▸ **Text passage**
Haha - didn't he inspire Beethovens famous deafness? My personal favourite work being the 'Short Tempered Clavier' :lol:


----------



## Eviticus (Dec 8, 2011)

another fav parody although im sure you've all seen it...


----------



## pjang23 (Oct 8, 2009)




----------



## HarpsichordConcerto (Jan 1, 2010)

Baroque composer, Telemann wrote a violin concerto where the violin exactly imitated a frog's croaking. It sounded so real! It was his violin concerto in A major, suitably titled "_Les Rainettes_" (The Tree Frogs)!


----------



## Manxfeeder (Oct 19, 2010)

Sid James said:


> & also, do you like these kinds of things, care about them, realise they are there? Or do they pass you by?


I like these things. It's like a special reward for making the effort to learn the repertoire. When I realized I recognized all the quotes in PDQ Bach's Unbegun Symphony, it was very cool.


----------



## moody (Nov 5, 2011)

Bach. Cantata No. 211, " schweigt stille, plaudert nicht", "Coffee Cantata".Satire on the new rage of coffee drinking.
Composed 1732/35.

Cimarosa. "Il Maestro di Cappella", for baritone and orchestra. Light-hearted skit illustrating the problems a conductor is having with his orchestra.

Dohnanyi. " Variations On a Nursery Theme "for piano and orchestra. this is one huge take -off dedicated to " The lovers of humour and to the annoyance of others ." A hugely portentous introduction leads into the soloist playing "Baa Baa Blacksheep"/ "Twinkle Twinkle Little Star".


----------



## Sid James (Feb 7, 2009)

Manxfeeder said:


> ...
> Not a send-up but a freaky coincidence, the opening of Le Golf from Sports et Divertissements quotes Tea for Two - before the song was actually written.


Interesting. It's probably another topic for another thread. Satie seemed to be the master of this type of thing. Thanks to you and others for bringing that to my attention.

Someone told me that one of Schumann's Humoresques sounds eerily like a song by Antonio Carlos Jobim (mid 20th century Brazilian jazz songwriter/musician). I don't remember which Jobim tune or which of the Humoresques, but I remember someone saying this was a type of "prediction" by Schumann. Of course, Jobim could have known the Schumann piece, but maybe we'll never know (in any case, a lot of his tunes were taken from Brazilian folk melodies and stuff of the sort that already existed).

▸ **Supplied entries**
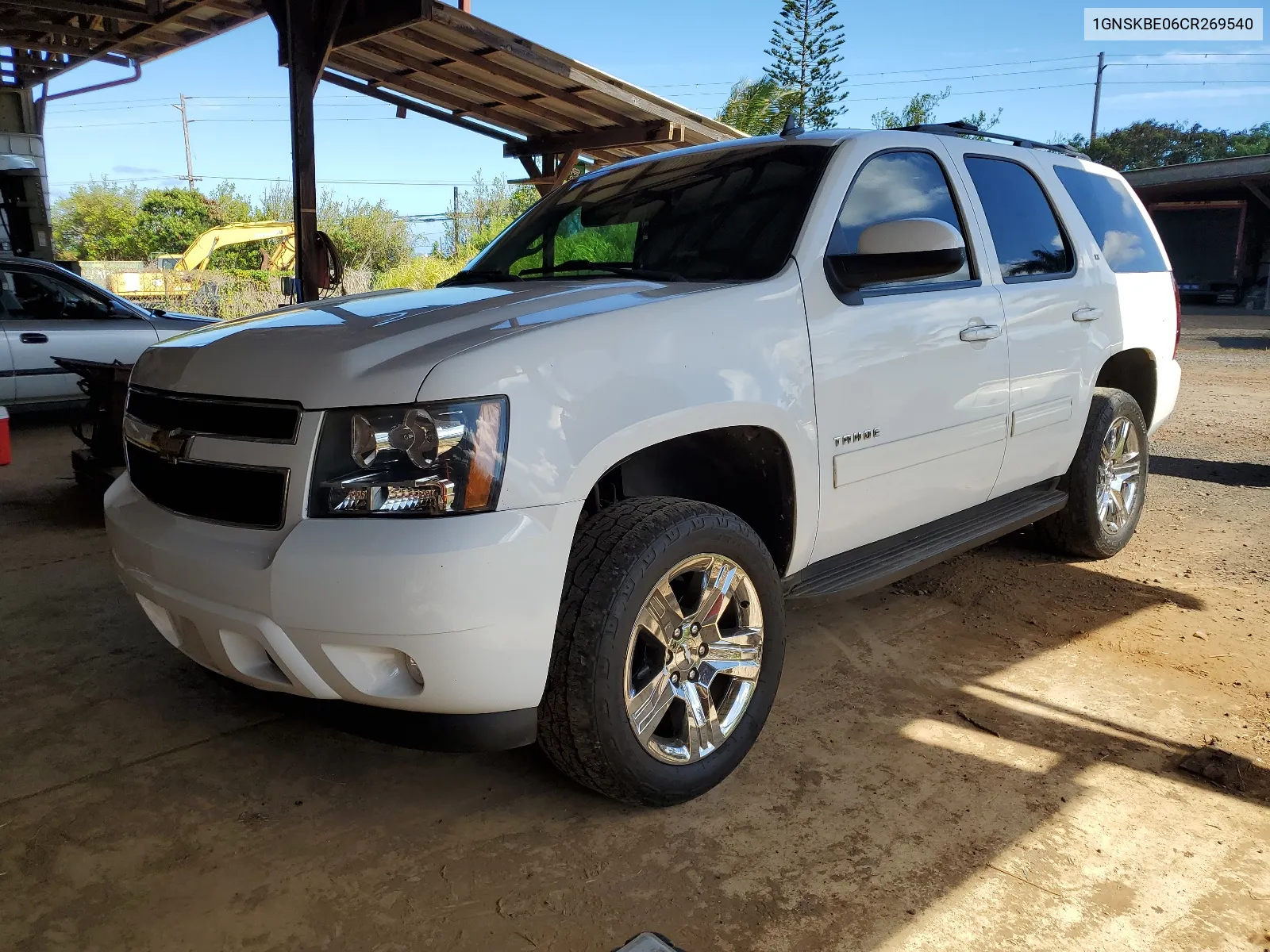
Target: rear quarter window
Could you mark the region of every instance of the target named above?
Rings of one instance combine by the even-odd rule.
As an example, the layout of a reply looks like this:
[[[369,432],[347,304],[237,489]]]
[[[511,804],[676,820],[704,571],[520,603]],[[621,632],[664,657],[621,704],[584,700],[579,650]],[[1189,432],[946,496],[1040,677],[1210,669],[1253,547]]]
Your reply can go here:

▸ **Work to complete**
A – Each post in the forum thread opens with a header line giving a username and a date. List every username that appears in those header lines.
B – Duplicate everything in the forum thread from "Someone told me" down to "that already existed).".
C – Translate this sentence from the forum thread into Spanish: "Baroque composer, Telemann wrote a violin concerto where the violin exactly imitated a frog's croaking."
Use only the forum thread, not the entries.

▸ **Task responses**
A – Eviticus, pjang23, HarpsichordConcerto, Manxfeeder, moody, Sid James

B –
Someone told me that one of Schumann's Humoresques sounds eerily like a song by Antonio Carlos Jobim (mid 20th century Brazilian jazz songwriter/musician). I don't remember which Jobim tune or which of the Humoresques, but I remember someone saying this was a type of "prediction" by Schumann. Of course, Jobim could have known the Schumann piece, but maybe we'll never know (in any case, a lot of his tunes were taken from Brazilian folk melodies and stuff of the sort that already existed).

C – El compositor barroco Telemann escribió un concierto para violín en el que el violín imitaba con exactitud el croar de una rana.